▸ PROMPT
Copy out all of the material below word for word, changing nothing.

▸ RECORDS FOR THE TASK

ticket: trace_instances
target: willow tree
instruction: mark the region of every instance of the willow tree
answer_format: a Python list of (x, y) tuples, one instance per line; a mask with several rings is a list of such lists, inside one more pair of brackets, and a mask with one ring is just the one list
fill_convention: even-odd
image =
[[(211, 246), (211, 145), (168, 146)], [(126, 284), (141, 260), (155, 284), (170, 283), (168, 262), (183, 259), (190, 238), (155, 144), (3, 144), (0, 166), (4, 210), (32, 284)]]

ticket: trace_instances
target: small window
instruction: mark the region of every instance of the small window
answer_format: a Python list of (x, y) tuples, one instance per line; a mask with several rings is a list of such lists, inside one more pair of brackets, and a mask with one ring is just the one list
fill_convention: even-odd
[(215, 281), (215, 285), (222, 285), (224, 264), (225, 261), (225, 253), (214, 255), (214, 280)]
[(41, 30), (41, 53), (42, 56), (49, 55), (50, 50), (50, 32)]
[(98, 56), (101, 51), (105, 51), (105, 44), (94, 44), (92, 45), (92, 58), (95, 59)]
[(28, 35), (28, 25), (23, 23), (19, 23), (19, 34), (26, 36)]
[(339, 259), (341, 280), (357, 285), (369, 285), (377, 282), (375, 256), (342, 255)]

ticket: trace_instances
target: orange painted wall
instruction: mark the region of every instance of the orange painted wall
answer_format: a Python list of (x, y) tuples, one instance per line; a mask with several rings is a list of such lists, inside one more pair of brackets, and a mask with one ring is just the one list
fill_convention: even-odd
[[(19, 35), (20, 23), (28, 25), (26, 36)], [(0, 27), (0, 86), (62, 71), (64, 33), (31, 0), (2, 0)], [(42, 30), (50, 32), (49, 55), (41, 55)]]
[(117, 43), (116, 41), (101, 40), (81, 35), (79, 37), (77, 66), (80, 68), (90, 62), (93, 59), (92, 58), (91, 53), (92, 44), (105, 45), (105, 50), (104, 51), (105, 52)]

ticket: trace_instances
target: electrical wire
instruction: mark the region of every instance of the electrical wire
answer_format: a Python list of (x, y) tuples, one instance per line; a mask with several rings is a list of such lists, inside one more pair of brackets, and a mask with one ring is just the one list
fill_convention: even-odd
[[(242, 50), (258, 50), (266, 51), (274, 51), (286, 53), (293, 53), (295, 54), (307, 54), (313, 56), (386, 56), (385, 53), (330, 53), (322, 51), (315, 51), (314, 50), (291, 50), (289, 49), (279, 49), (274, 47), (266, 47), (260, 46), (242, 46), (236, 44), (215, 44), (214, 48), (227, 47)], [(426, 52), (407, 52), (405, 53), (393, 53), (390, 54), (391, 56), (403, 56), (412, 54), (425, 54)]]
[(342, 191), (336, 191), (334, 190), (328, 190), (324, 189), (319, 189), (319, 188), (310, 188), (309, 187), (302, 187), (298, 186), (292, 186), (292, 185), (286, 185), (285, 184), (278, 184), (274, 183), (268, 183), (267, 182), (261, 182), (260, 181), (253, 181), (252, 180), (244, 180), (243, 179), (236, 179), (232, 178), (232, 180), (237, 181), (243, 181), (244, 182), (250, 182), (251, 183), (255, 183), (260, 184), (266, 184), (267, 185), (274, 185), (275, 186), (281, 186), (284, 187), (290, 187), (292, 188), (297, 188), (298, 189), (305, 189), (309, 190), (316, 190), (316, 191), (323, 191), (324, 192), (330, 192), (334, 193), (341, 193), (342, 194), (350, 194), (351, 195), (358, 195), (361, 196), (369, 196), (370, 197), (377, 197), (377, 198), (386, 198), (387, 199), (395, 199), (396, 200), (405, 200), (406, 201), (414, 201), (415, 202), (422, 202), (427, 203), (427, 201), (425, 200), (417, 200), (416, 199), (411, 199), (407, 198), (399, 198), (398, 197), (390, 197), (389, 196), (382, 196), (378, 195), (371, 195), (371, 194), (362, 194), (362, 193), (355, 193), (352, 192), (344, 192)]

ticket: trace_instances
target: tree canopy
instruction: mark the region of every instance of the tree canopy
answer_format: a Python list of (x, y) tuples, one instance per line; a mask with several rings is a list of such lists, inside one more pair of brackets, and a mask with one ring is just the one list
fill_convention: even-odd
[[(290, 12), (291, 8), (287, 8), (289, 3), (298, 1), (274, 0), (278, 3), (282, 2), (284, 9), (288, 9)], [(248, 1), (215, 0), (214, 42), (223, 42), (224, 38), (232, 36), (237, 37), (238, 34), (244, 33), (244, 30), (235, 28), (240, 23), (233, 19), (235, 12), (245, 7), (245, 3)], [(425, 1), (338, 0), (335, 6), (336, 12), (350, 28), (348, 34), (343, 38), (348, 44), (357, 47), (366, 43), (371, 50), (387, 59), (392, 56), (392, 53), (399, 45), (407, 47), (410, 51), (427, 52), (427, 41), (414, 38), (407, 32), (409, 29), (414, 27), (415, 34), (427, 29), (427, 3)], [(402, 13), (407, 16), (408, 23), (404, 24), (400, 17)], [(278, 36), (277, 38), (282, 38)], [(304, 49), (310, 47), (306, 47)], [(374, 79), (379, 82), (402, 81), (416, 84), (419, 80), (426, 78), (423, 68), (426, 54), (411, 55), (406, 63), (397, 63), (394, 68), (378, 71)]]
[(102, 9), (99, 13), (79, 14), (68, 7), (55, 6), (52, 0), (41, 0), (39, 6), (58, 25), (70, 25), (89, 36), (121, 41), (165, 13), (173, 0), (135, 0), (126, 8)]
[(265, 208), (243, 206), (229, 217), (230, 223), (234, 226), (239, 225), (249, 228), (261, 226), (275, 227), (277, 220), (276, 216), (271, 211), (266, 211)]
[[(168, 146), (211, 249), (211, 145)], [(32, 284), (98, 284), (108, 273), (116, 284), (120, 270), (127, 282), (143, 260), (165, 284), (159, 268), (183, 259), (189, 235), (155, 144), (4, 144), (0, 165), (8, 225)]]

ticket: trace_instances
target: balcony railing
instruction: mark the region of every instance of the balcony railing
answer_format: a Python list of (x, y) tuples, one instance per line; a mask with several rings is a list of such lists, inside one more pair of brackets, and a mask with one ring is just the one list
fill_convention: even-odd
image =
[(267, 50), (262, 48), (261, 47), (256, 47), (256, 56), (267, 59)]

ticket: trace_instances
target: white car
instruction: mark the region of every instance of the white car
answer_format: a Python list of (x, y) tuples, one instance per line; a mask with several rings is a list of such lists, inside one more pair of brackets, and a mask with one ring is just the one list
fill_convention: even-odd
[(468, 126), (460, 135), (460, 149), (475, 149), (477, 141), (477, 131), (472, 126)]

▸ SOLVED EXERCISE
ticket: trace_instances
target: willow tree
instruction: mark the region of every instance of the willow tree
answer_format: a Python list of (x, y) tuples, one instance per line; a mask with several rings is a list of such lists, inside one more pair of brackets, and a mask with one ring is just the one list
fill_convention: even-odd
image =
[[(211, 246), (211, 145), (168, 146)], [(126, 284), (141, 260), (155, 284), (170, 283), (168, 262), (183, 259), (190, 238), (155, 144), (3, 144), (0, 166), (4, 210), (32, 284)]]

ticket: trace_instances
target: small window
instruction: mark the region of every instance of the small window
answer_format: a Python list of (x, y) tuples, one instance per line; a mask with several rings is a list of such lists, inside one more pair of brackets, and a mask with one ring is just the one list
fill_convention: even-odd
[(215, 281), (215, 285), (222, 285), (224, 264), (225, 261), (225, 253), (214, 255), (214, 280)]
[(41, 30), (41, 53), (42, 56), (49, 55), (50, 50), (50, 32)]
[(98, 56), (101, 51), (105, 51), (105, 44), (94, 44), (92, 45), (92, 58), (95, 59)]
[(28, 35), (28, 25), (23, 23), (19, 23), (19, 34), (26, 36)]
[(339, 259), (341, 280), (357, 285), (369, 285), (377, 282), (375, 256), (342, 255)]

ticket: trace_instances
target: orange painted wall
instruction: mark the region of every instance of the orange painted wall
answer_format: a Python list of (x, y) tuples, one instance per line; a mask with several rings is a list of such lists, inside one more pair of brackets, and a mask with one ring is just the one list
fill_convention: even-odd
[[(19, 35), (20, 23), (28, 25), (26, 36)], [(0, 27), (0, 86), (62, 71), (64, 33), (31, 0), (2, 0)], [(42, 30), (50, 32), (49, 55), (41, 55)]]
[(117, 43), (116, 41), (101, 40), (81, 35), (79, 37), (77, 66), (80, 68), (90, 62), (93, 59), (92, 58), (91, 53), (92, 44), (105, 45), (105, 50), (104, 51), (105, 52)]

ticket: trace_instances
target: electrical wire
instruction: mark the region of every instance of the electrical wire
answer_format: a Python list of (x, y) tuples, one instance per line; a mask with several rings is a list of such lists, inside one more pair of brackets, and a mask with one ring is just the one list
fill_convention: even-odd
[[(242, 50), (258, 50), (266, 51), (274, 51), (286, 53), (293, 53), (295, 54), (307, 54), (313, 56), (386, 56), (385, 53), (330, 53), (322, 51), (315, 51), (314, 50), (291, 50), (289, 49), (279, 49), (274, 47), (266, 47), (260, 46), (242, 46), (236, 44), (215, 44), (214, 48), (227, 47)], [(426, 52), (407, 52), (405, 53), (393, 53), (390, 54), (391, 56), (403, 56), (412, 54), (425, 54)]]
[(342, 191), (336, 191), (334, 190), (328, 190), (324, 189), (319, 189), (319, 188), (310, 188), (309, 187), (302, 187), (298, 186), (292, 186), (292, 185), (286, 185), (285, 184), (278, 184), (274, 183), (268, 183), (267, 182), (261, 182), (260, 181), (253, 181), (252, 180), (244, 180), (243, 179), (236, 179), (232, 178), (232, 180), (237, 181), (243, 181), (244, 182), (250, 182), (251, 183), (255, 183), (260, 184), (266, 184), (267, 185), (274, 185), (275, 186), (281, 186), (284, 187), (290, 187), (292, 188), (297, 188), (298, 189), (305, 189), (309, 190), (316, 190), (316, 191), (323, 191), (324, 192), (330, 192), (334, 193), (341, 193), (342, 194), (350, 194), (351, 195), (358, 195), (361, 196), (369, 196), (370, 197), (377, 197), (377, 198), (386, 198), (387, 199), (395, 199), (396, 200), (405, 200), (406, 201), (414, 201), (415, 202), (422, 202), (427, 203), (427, 201), (425, 200), (417, 200), (416, 199), (411, 199), (407, 198), (399, 198), (398, 197), (390, 197), (389, 196), (382, 196), (378, 195), (371, 195), (371, 194), (362, 194), (362, 193), (355, 193), (352, 192), (344, 192)]

ticket: trace_instances
target: tree canopy
instruction: mark the region of every instance of the tree canopy
answer_format: a Python list of (x, y) tuples, one instance per line; a mask with several rings is a list of such lists, inside one more pair of brackets, and a mask with one ring is just the one list
fill_convention: even-odd
[[(290, 12), (291, 8), (287, 8), (289, 3), (298, 1), (274, 0), (278, 3), (282, 2), (284, 9), (288, 9)], [(248, 1), (215, 0), (214, 42), (223, 42), (224, 38), (232, 36), (237, 37), (238, 34), (244, 33), (244, 30), (235, 28), (240, 23), (233, 19), (235, 12), (245, 7), (245, 3)], [(425, 1), (338, 0), (335, 6), (336, 12), (350, 28), (348, 34), (343, 38), (348, 44), (357, 47), (366, 43), (371, 50), (387, 59), (392, 56), (392, 53), (399, 45), (407, 47), (410, 51), (427, 52), (427, 41), (414, 38), (407, 32), (409, 29), (414, 27), (415, 34), (427, 29), (427, 3)], [(402, 13), (407, 16), (408, 23), (404, 24), (400, 17)], [(278, 36), (277, 38), (282, 38)], [(304, 49), (310, 47), (306, 47)], [(374, 79), (379, 82), (402, 81), (416, 84), (419, 80), (426, 78), (423, 68), (426, 54), (411, 55), (406, 63), (397, 63), (394, 68), (378, 71)]]
[(102, 9), (99, 13), (79, 14), (68, 7), (55, 6), (52, 0), (41, 0), (39, 6), (58, 25), (70, 25), (89, 36), (121, 41), (165, 13), (173, 0), (135, 0), (126, 8)]
[(265, 208), (243, 206), (229, 217), (230, 223), (234, 226), (239, 225), (249, 228), (261, 226), (275, 227), (277, 220), (276, 216), (271, 211), (266, 211)]
[[(168, 146), (211, 249), (211, 145)], [(32, 284), (98, 284), (108, 273), (116, 284), (120, 270), (127, 282), (143, 260), (165, 284), (159, 268), (183, 259), (189, 235), (155, 144), (4, 144), (0, 165), (8, 225)]]

ticket: trace_instances
target: balcony railing
instruction: mark the region of every instance of the balcony railing
answer_format: a Python list of (x, y) tuples, one instance per line; a mask with several rings is a list of such lists, inside one more pair of brackets, and a mask with one ring is just the one list
fill_convention: even-odd
image =
[(267, 50), (262, 48), (261, 47), (256, 47), (256, 56), (267, 59)]

ticket: trace_instances
target: white car
instruction: mark the region of every instance of the white car
answer_format: a Python list of (x, y) tuples, one instance per line; a mask with several rings is a list of such lists, inside one more pair of brackets, and a mask with one ring is just the one list
fill_convention: even-odd
[(468, 126), (460, 135), (460, 149), (475, 149), (477, 141), (477, 131), (472, 126)]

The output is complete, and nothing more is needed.